● YOUR INSTRUCTIONS:
When you reach the line in the data below that contains "Shelf-audit tagging: put a marker on the green shrub, one", please start repeating lines exactly, and stop after the line that contains "Target: teeth", repeating nothing else.

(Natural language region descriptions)
'''
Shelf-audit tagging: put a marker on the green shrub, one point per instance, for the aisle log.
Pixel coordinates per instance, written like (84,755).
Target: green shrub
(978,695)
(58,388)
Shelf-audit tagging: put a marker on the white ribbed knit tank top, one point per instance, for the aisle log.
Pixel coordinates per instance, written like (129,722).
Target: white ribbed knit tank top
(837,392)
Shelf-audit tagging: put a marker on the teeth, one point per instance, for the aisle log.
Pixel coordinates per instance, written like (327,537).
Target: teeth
'''
'''
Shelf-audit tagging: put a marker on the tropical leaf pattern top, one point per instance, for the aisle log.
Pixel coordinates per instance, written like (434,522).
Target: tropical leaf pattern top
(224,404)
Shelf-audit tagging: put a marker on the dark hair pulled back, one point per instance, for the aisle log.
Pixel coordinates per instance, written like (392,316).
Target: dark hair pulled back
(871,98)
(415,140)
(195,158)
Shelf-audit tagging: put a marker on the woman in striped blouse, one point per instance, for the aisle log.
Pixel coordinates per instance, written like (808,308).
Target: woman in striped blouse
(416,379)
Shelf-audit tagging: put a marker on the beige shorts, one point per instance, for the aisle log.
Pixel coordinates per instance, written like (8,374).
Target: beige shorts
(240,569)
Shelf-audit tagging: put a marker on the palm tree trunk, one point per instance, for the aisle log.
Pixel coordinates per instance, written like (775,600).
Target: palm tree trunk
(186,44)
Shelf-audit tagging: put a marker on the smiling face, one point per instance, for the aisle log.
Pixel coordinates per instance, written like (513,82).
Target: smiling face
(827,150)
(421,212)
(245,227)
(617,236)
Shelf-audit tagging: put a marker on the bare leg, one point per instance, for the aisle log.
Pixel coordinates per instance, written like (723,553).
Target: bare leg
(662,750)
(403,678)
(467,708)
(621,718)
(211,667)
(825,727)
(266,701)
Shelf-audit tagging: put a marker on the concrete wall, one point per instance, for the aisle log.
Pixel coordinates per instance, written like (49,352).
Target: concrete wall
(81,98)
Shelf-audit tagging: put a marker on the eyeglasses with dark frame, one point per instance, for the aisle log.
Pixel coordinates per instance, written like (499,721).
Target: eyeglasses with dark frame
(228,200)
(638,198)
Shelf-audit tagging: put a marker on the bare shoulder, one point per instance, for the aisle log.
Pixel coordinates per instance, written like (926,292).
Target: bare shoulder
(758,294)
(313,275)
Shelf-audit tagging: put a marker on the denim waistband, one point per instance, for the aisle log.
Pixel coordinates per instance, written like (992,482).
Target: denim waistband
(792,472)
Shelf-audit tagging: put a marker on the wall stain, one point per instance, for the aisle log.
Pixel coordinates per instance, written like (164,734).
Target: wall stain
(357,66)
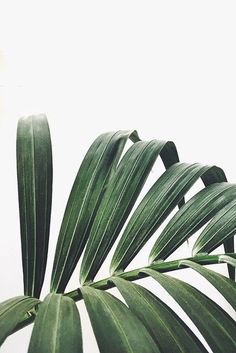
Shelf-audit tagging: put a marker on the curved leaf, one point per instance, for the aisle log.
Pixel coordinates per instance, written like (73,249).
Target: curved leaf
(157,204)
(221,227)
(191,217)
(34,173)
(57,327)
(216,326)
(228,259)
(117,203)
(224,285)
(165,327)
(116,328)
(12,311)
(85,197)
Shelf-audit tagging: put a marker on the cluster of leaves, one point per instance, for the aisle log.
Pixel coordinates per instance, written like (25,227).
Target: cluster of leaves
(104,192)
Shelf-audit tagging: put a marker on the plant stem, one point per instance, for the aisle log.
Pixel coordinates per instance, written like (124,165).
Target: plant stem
'''
'''
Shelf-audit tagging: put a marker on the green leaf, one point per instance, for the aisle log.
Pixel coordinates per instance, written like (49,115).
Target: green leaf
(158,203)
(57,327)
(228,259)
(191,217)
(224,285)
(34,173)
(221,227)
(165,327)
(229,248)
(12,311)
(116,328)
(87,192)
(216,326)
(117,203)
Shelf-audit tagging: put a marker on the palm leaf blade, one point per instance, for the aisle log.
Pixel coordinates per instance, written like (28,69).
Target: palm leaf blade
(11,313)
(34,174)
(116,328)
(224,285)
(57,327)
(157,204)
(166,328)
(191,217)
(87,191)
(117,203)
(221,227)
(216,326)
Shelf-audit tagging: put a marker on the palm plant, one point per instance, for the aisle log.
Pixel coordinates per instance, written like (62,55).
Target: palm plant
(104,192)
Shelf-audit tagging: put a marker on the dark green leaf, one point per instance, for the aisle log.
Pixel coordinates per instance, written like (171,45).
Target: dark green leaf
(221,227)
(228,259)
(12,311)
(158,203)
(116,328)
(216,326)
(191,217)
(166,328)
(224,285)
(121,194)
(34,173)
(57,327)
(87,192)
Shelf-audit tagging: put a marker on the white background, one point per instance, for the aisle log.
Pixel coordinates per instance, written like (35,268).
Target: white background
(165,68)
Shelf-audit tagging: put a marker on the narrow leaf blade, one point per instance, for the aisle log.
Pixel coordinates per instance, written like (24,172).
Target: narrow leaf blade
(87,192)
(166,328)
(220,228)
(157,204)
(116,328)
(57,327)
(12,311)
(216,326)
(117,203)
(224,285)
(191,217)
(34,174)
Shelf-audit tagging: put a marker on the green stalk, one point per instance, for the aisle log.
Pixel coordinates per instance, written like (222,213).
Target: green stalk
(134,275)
'''
● WRITTEN ANSWER:
Shelf-audit tagging: put a marker on the green shrub, one point per instance, for the aisle log.
Pixel coordinates per instance, written like (84,755).
Target: green shrub
(978,695)
(58,388)
Shelf-audit tagging: put a marker on the white ribbed knit tank top, one point per instance, for the aisle log.
Pixel coordinates per instance, written like (129,722).
Target: white ribbed knit tank top
(837,392)
Shelf-audit tagging: put a marker on the teeth, one point per instance, for the aisle log.
Pixel coordinates per instance, written like (327,537).
Target: teeth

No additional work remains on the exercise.